▶ [DIRECTIONS]
A letter-for-letter copy of the listing is required, with no pictures in it.

▶ [SOURCE MATERIAL]
........

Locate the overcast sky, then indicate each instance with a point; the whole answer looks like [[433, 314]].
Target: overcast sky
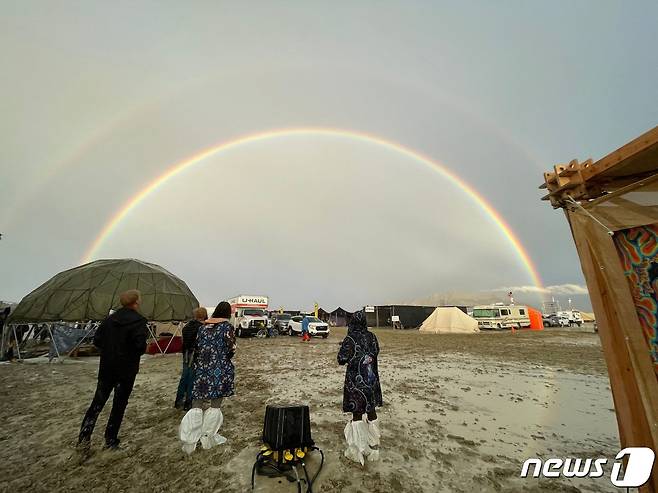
[[99, 98]]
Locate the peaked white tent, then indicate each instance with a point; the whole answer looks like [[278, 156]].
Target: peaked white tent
[[449, 320]]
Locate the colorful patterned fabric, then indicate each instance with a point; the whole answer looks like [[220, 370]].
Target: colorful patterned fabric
[[362, 391], [213, 369], [638, 250]]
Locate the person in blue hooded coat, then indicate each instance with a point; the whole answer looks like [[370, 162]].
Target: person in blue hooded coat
[[362, 392]]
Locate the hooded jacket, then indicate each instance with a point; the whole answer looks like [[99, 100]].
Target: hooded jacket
[[121, 339]]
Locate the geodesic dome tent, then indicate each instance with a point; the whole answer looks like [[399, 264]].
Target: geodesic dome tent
[[90, 291], [87, 294]]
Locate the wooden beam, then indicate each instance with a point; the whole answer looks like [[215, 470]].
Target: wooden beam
[[630, 368], [640, 144]]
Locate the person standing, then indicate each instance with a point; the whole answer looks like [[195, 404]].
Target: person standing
[[305, 333], [121, 339], [362, 391], [184, 393], [213, 380]]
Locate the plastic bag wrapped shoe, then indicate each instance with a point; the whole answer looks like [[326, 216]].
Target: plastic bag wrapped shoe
[[374, 434], [356, 435], [190, 429], [212, 421]]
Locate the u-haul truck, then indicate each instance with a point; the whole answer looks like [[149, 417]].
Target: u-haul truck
[[249, 314], [500, 316]]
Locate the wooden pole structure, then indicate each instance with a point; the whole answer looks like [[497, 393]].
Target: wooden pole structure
[[606, 203]]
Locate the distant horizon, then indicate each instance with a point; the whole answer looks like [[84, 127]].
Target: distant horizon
[[351, 152]]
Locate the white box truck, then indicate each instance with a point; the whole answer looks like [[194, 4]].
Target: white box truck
[[249, 314], [500, 316], [574, 317]]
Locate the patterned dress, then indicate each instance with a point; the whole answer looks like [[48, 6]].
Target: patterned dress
[[362, 391], [213, 370]]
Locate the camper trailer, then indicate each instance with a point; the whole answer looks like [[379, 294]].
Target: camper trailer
[[249, 314], [500, 316], [573, 316]]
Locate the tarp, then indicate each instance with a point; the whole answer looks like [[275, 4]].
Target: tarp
[[65, 338], [89, 291], [449, 320]]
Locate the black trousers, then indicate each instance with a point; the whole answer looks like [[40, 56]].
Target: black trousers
[[122, 388]]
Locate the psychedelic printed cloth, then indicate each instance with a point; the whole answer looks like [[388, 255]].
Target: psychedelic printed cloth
[[213, 368], [638, 249], [362, 391]]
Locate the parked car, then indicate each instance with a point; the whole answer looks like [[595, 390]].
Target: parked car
[[316, 327], [280, 322]]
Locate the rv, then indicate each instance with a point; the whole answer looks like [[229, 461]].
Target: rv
[[501, 316], [249, 314], [573, 316]]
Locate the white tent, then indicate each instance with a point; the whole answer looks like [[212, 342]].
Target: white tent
[[449, 320]]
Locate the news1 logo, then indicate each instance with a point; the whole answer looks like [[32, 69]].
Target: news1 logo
[[636, 472]]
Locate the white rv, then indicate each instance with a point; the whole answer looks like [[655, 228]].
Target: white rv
[[500, 316], [249, 314], [574, 317]]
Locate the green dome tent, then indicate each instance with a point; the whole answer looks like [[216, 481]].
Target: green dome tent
[[90, 291]]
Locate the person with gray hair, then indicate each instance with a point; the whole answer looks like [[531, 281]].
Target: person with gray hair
[[121, 339], [190, 331], [214, 377]]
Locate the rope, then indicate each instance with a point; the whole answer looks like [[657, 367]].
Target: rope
[[587, 213]]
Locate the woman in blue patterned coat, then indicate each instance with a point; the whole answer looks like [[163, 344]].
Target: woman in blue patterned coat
[[362, 391], [213, 380]]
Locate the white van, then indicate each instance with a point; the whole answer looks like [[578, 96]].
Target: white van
[[249, 314], [500, 316], [574, 317]]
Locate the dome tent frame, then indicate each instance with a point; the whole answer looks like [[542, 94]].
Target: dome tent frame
[[89, 292]]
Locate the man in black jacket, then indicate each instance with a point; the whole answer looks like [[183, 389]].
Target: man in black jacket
[[121, 339]]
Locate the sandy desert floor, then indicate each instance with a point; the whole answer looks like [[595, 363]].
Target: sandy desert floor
[[461, 413]]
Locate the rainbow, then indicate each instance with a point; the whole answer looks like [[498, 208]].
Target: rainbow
[[181, 166]]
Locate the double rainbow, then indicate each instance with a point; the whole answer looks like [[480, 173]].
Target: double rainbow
[[181, 166]]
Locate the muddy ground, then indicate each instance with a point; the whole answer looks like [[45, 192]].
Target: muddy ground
[[461, 413]]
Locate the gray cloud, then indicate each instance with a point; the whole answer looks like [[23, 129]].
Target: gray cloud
[[105, 97]]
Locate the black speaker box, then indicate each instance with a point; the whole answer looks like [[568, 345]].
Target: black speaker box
[[287, 427]]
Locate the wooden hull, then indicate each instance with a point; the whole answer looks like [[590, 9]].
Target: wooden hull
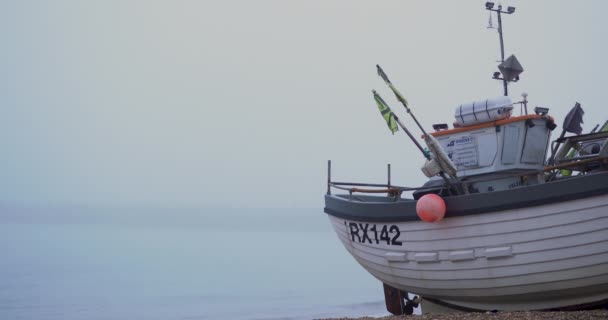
[[533, 258]]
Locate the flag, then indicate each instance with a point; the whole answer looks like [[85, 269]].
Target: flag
[[387, 113], [388, 82], [573, 120]]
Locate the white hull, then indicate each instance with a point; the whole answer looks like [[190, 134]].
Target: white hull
[[540, 257]]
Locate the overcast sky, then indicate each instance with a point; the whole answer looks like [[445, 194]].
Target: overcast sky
[[241, 103]]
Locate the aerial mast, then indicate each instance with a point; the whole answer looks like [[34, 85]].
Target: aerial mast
[[510, 68]]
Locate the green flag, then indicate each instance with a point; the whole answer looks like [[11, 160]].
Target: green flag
[[387, 113]]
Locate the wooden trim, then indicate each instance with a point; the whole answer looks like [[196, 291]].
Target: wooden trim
[[489, 124]]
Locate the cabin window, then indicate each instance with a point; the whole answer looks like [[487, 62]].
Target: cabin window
[[535, 144], [510, 144]]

........

▶ [YOUR SOLUTION]
Locate the overcast sky, then indicate each instance with a point; the whole answer looks like [[433, 314]].
Target: overcast sky
[[99, 98]]
Locate the peaked white tent, then indicate each instance with a point; the whole answer looks like [[278, 156]].
Target: peaked white tent
[[449, 320]]
Locate the colorful patterned fabric, then indicate each instance with a point; the whole answer looks like [[220, 370]].
Target: colorful patterned fabric
[[362, 391], [213, 369], [638, 250]]
Locate the person in blue hooded coat, then indicate each instance with a point; the whole answer looks like [[370, 162]].
Target: person in blue hooded coat
[[362, 392]]
Locate the hooded jacket, then indicate each instance with a point; the whole answer looks like [[99, 100]].
Target: hooded jacket
[[121, 339]]
Locate the geodesic dome tent, then indicate each instance with a point; the whole answer looks like [[399, 264]].
Target: geodesic dome tent
[[90, 291], [87, 294]]
Locate the wooden beam, then indicate each instance with a point; the whole answer looks like [[215, 470]].
Target: wooden beam
[[630, 368], [640, 144]]
Locate the person standing, then indicate each instance with a point; the whole answer looks like [[195, 404]].
Target: person standing
[[305, 333], [121, 339], [362, 391], [184, 393], [213, 380]]
Locate the plastic bag wrapped shoe, then indicate each instance with a point; the whole answer looks like [[326, 216]].
Target: plastic bag wrapped shoe
[[374, 434], [356, 435], [190, 429], [212, 421]]
Locate the u-haul truck, then indicate each instance with a point; the whole answer looks like [[149, 417]].
Target: u-haul truck
[[249, 314], [500, 316]]
Locate the wooden pole structure, then indicate each instance with a point; the whole answer looks like [[497, 393]].
Target: wooden pole structure
[[606, 203]]
Locate the distant horizon, then indicate each instance with a point; the whole answer looks like [[84, 127]].
Target: distant horizon
[[351, 152]]
Locate the white box truck, then indicate each instance with a point; the whole answer looks like [[194, 4]].
Target: white box truck
[[249, 314], [500, 316], [574, 317]]
Locate the patterned dress, then indicate each instance with a point; the whole answer looks like [[48, 6]].
Target: patterned dress
[[362, 391], [213, 370]]
Locate the camper trailer, then indicate each instance with a point; the whole answer looks like [[379, 294]].
Target: camper trailer
[[249, 314], [500, 316], [573, 316]]
Locate the tarp, then indicate each instance with a point; the whole answer looks like [[275, 4]].
Target: tarp
[[65, 338], [89, 291], [449, 320]]
Locate the black trousers, then indicate each instance with a point; the whole answer looks like [[40, 56]].
Target: black trousers
[[122, 388]]
Locate the psychedelic printed cloth, then indicate each instance with a point; the whole answer looks like [[388, 255]].
Target: psychedelic printed cloth
[[213, 368], [638, 249], [362, 391]]
Locate the parked car, then indicate each instance with a point; the whole answer looks like [[595, 390]].
Target: parked car
[[316, 327], [280, 322]]
Locate the rv, then indicate each instance with a point; the whole answer looks like [[229, 461]].
Target: rv
[[501, 316], [249, 314], [573, 316]]
Locate the white tent, then indicate each instance with a point; the whole answer looks like [[212, 342]].
Target: white tent
[[449, 320]]
Locate the news1 logo, then indicate each instance with a point; the whole answer looks like [[32, 69]].
Target: news1 logo
[[636, 472]]
Locate the white rv, then indicate each instance with a point; the whole answer looks like [[655, 228]].
Target: white rv
[[500, 316], [249, 314], [574, 317]]
Locate the green dome tent, then indicate each instance with a point; the whole answer looks like [[216, 481]].
Target: green dome tent
[[90, 291]]
Locate the person with gray hair, then indicate each instance with a point; the whole answer looks like [[531, 281]].
Target: person with gray hair
[[121, 339], [190, 331], [214, 377]]
Locate the rope, then indicate each instance with a point; the whole answer looks like [[657, 367]].
Target: rope
[[587, 213]]
Locate the woman in blue patterned coat, then indicate each instance with a point; the whole answer looks like [[163, 344]].
Target: woman in blue patterned coat
[[362, 391], [213, 380]]
Locate the white van, then indicate each instance with a point; the whole answer looks like [[578, 96]].
Target: white van
[[249, 314], [500, 316], [574, 317]]
Locate the dome tent frame, then indicate each instance with a point; the whole answer looks like [[542, 94]].
Target: dome tent frame
[[89, 292]]
Locate the man in black jacket, then indicate each instance with a point; the whole answer looks like [[183, 389]].
Target: man in black jacket
[[121, 339]]
Locate the sandy desert floor, then indicate each instance with a point; the whole answer looks like [[595, 363]].
Target: sandy desert floor
[[461, 413]]
Locate the rainbow, then indicate each instance with a point; the whole answer looks like [[498, 208]].
Target: rainbow
[[181, 166]]
Locate the double rainbow, then indicate each instance with a point; the whole answer looks like [[480, 173]].
Target: double rainbow
[[181, 166]]
Locate the muddy ground, then indicate each instance with a point; the whole answer looks like [[45, 192]].
Target: muddy ground
[[461, 413]]
Locate the gray cloud, then indicate each instance with a point; the whole answer looks like [[23, 129]].
Target: gray cloud
[[105, 97]]
Locate the black speaker box, then indicate each instance with a point; the whole answer looks like [[568, 345]].
Target: black speaker box
[[287, 427]]
Locate the wooden hull, then indicate each instance with a point; the whole answer looks like [[590, 9]].
Target: wooden hull
[[533, 258]]
Locate the flag, then indicate each instance with a point; the whole answer looks like [[85, 269]].
Target: flag
[[387, 113], [388, 82], [573, 120]]
Locate the white hull, then indicate each instance with a point; the whole answer looks like [[190, 134]].
Target: white hull
[[540, 257]]
Locate the overcast sky, then indicate each instance with a point; the whole answer looks like [[445, 194]].
Target: overcast sky
[[241, 103]]
Locate the aerial mast, then indicate each instance with a point; the whole answer looks like [[34, 85]].
Target: aerial mast
[[510, 68]]
Locate the green flag, then indicate each instance with a point; the whole answer looks like [[11, 160]].
Target: green flag
[[387, 113]]
Locate the wooden trim, then indicate each instance with a point; the whole answer looks like [[196, 291]].
Target: wooden trim
[[489, 124]]
Locate the cabin window, then indicate each instance with a point; the whole answer looks like [[487, 62]].
Target: cabin window
[[535, 144], [510, 144]]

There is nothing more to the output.